REQUIRED WORK
Return, copied in full, each line below that contains the word "blue".

************

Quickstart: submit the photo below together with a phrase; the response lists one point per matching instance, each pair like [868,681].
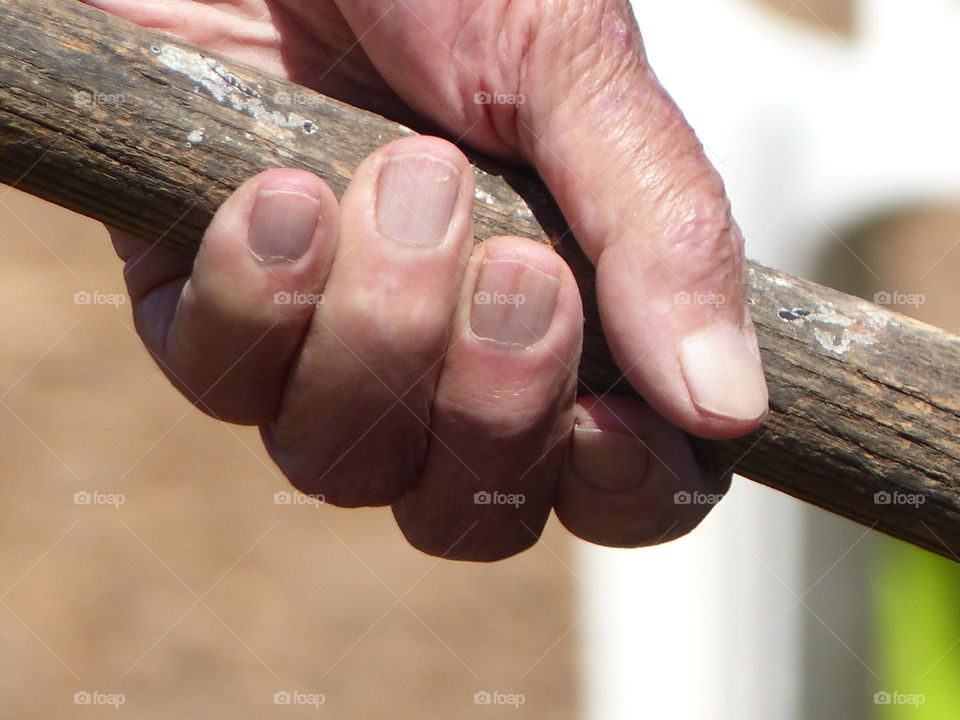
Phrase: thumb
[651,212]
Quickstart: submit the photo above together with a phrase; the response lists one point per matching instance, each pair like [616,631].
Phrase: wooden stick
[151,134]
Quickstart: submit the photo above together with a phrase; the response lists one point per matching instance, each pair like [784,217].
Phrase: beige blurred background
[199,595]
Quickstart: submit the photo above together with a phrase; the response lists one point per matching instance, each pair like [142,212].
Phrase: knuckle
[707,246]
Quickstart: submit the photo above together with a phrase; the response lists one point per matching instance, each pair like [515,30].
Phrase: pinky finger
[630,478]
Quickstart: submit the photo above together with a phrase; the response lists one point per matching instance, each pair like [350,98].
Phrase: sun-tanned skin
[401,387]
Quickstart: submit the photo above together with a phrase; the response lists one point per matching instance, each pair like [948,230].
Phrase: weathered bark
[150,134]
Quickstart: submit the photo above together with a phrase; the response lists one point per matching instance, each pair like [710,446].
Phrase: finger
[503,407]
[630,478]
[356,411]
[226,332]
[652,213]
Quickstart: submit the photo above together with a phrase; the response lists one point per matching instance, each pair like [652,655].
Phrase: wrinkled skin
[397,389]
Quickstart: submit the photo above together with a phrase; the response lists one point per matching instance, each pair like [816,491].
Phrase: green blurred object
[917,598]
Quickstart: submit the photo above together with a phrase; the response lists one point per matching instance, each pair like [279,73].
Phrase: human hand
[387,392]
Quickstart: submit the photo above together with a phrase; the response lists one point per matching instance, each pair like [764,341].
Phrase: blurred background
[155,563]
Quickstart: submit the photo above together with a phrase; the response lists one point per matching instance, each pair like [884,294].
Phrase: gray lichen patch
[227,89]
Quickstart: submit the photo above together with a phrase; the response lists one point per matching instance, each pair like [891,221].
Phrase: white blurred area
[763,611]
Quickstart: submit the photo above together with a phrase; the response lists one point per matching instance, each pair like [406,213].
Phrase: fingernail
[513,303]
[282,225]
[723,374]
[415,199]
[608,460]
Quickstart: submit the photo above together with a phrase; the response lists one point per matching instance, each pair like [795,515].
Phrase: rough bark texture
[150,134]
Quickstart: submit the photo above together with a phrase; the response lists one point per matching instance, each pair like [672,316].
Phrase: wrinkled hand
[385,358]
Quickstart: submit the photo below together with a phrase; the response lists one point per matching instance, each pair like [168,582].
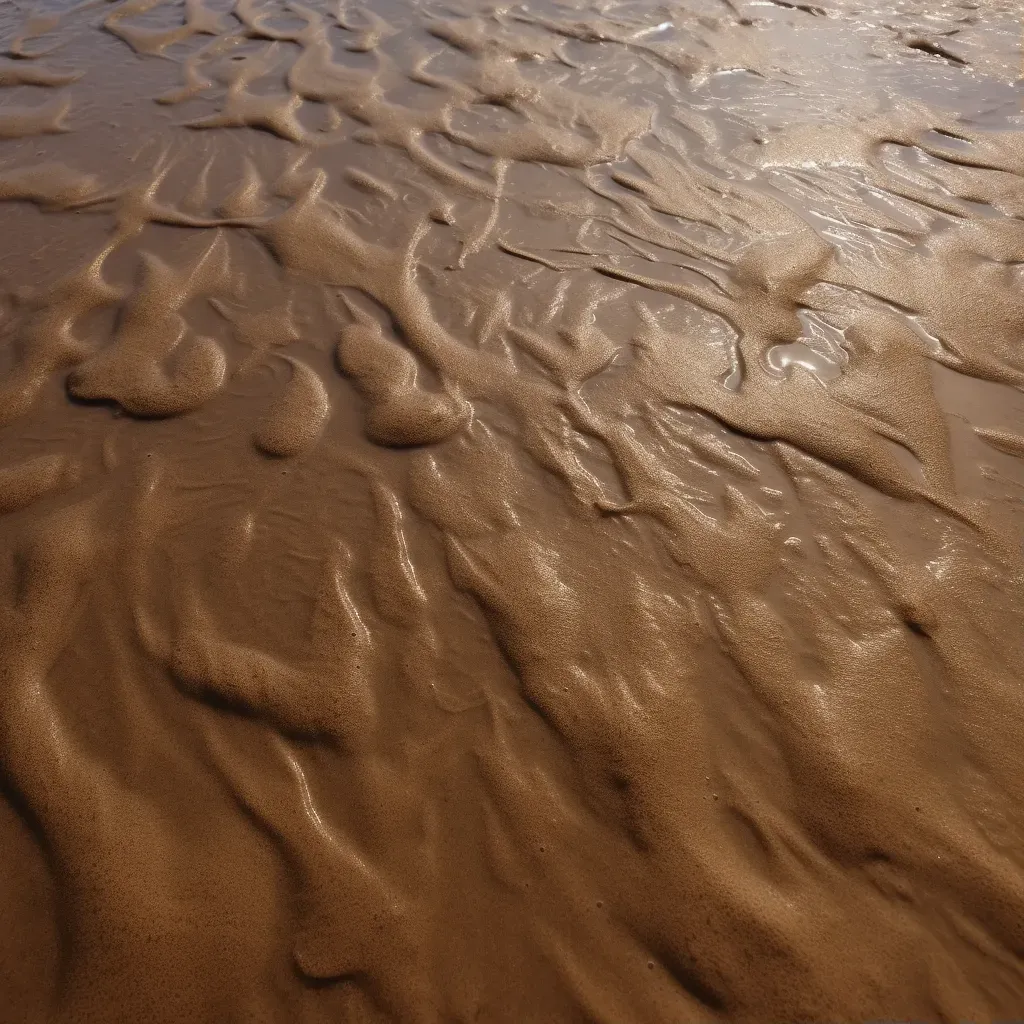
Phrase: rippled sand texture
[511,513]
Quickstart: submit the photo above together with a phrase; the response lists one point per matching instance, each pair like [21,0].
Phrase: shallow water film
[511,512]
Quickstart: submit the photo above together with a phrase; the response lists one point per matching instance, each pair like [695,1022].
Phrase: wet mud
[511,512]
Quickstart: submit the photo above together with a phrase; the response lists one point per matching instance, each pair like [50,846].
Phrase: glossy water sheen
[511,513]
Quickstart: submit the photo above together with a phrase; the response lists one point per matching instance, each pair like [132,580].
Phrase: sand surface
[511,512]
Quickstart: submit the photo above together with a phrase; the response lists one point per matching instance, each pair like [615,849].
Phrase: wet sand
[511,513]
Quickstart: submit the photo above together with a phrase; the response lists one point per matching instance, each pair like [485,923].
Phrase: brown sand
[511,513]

************

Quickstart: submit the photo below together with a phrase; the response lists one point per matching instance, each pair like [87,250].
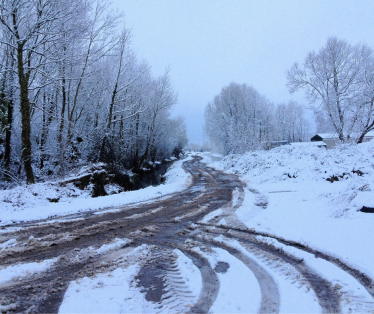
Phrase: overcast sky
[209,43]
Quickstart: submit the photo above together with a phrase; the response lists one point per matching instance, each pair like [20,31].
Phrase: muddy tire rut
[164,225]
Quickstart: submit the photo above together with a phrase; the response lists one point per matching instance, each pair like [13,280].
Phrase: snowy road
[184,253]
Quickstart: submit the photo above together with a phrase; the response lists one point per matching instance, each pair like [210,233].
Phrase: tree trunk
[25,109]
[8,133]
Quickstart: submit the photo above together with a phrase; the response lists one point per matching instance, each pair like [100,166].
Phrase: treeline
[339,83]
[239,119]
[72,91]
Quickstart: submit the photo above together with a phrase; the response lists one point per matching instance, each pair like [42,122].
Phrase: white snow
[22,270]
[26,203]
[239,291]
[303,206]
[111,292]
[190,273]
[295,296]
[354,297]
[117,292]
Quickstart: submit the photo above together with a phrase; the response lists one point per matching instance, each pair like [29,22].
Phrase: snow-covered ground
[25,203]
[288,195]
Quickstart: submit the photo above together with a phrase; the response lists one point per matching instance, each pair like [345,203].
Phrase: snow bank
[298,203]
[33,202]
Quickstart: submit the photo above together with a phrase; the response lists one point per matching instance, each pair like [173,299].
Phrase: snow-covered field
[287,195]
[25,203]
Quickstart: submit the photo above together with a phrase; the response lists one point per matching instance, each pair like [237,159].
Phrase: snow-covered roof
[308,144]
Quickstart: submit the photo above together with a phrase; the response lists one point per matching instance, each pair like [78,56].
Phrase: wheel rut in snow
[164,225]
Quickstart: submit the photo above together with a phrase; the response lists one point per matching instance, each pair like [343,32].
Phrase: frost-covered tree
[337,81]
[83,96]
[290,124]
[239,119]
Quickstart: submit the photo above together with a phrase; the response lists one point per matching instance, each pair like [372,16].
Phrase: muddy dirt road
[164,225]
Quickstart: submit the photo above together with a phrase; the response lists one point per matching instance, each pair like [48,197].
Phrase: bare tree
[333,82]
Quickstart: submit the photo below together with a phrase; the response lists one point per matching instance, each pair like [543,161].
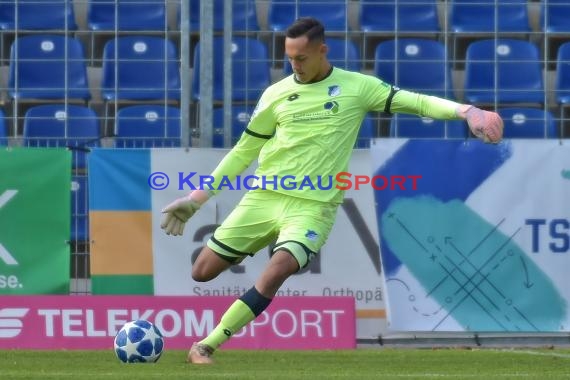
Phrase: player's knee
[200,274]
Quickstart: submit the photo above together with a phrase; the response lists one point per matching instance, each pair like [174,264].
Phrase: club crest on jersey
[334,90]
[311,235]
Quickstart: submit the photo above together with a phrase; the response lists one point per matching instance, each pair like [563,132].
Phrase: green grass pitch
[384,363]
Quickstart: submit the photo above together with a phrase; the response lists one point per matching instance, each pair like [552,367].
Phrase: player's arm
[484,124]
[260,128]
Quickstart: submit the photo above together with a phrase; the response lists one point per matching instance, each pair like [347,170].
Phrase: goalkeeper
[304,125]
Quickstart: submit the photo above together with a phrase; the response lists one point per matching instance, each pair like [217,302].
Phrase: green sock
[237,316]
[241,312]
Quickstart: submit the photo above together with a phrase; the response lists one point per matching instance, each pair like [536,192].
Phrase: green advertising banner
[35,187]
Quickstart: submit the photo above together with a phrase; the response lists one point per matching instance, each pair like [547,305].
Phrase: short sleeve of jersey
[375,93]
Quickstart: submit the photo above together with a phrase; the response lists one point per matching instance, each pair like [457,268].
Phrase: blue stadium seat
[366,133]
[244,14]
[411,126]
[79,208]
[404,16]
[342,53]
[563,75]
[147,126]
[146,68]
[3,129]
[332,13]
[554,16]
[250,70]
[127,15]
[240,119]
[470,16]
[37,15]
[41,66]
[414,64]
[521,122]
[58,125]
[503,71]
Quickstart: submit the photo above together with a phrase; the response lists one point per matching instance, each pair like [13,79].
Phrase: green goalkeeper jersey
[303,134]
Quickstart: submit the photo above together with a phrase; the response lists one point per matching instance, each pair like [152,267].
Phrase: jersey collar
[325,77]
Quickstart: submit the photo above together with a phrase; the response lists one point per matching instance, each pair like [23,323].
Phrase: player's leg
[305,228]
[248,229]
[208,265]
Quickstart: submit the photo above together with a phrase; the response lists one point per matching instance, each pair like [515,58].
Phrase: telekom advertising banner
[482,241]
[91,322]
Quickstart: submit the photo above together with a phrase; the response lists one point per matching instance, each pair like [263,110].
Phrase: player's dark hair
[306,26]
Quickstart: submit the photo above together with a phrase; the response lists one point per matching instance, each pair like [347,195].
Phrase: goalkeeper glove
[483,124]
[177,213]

************

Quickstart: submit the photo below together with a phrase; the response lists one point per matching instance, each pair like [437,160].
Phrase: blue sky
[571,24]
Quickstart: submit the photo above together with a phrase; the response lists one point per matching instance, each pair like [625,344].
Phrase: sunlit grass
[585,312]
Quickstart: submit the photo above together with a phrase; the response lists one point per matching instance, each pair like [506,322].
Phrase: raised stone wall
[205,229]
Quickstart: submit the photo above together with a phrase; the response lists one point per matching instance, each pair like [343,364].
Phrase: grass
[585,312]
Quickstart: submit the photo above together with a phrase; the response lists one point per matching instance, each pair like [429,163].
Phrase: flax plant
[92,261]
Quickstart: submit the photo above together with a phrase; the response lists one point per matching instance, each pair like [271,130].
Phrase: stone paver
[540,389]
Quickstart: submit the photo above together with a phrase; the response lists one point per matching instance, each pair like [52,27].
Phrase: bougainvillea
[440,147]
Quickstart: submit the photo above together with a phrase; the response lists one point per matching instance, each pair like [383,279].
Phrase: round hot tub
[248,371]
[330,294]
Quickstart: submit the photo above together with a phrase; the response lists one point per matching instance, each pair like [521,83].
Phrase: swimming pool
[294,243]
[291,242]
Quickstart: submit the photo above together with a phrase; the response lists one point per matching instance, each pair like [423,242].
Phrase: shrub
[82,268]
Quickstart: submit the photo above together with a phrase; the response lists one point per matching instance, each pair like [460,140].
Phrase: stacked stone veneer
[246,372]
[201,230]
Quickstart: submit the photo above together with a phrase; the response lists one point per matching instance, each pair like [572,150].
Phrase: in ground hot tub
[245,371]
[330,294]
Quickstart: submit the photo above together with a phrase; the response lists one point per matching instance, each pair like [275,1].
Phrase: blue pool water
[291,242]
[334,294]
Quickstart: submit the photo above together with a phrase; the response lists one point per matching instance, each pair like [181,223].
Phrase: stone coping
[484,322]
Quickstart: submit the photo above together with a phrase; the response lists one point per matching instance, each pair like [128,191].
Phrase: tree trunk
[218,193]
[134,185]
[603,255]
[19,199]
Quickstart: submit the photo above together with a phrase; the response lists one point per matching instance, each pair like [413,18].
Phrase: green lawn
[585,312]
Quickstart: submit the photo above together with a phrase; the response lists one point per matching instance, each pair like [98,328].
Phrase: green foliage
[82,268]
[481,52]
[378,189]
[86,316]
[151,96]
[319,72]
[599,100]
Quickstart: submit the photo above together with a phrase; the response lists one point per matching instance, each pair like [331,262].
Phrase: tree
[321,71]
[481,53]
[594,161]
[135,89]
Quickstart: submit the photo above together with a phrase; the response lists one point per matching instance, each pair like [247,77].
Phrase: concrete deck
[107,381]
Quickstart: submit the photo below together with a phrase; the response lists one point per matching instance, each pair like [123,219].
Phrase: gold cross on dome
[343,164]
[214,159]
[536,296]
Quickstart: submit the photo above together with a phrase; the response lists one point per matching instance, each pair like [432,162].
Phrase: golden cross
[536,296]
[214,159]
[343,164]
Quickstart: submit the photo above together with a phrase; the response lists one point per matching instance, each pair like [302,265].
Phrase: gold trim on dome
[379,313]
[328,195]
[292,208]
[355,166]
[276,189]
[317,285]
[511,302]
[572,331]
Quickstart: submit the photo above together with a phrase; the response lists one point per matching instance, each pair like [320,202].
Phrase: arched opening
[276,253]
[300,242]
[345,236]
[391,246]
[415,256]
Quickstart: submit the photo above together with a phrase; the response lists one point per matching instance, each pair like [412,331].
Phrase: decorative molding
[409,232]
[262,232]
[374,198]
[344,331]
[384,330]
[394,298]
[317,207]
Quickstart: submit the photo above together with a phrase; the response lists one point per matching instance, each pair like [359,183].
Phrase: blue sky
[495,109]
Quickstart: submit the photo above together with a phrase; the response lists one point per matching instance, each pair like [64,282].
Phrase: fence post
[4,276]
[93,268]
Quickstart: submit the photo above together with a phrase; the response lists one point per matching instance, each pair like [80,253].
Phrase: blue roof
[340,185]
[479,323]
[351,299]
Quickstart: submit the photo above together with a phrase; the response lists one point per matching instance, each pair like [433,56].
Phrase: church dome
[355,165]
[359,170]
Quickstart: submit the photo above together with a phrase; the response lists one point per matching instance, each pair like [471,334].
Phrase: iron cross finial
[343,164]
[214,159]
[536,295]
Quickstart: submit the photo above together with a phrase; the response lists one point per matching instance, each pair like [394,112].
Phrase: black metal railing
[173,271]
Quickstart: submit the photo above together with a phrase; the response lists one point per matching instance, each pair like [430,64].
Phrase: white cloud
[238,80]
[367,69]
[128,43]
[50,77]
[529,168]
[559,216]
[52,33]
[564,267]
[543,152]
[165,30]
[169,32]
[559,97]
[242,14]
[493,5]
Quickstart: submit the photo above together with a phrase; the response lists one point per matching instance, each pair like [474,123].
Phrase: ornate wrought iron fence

************

ANSWER
Phrase: blue stadium seat
Phrase: blue sky
Phrase: blue pool water
Phrase: blue sky
Phrase: blue roof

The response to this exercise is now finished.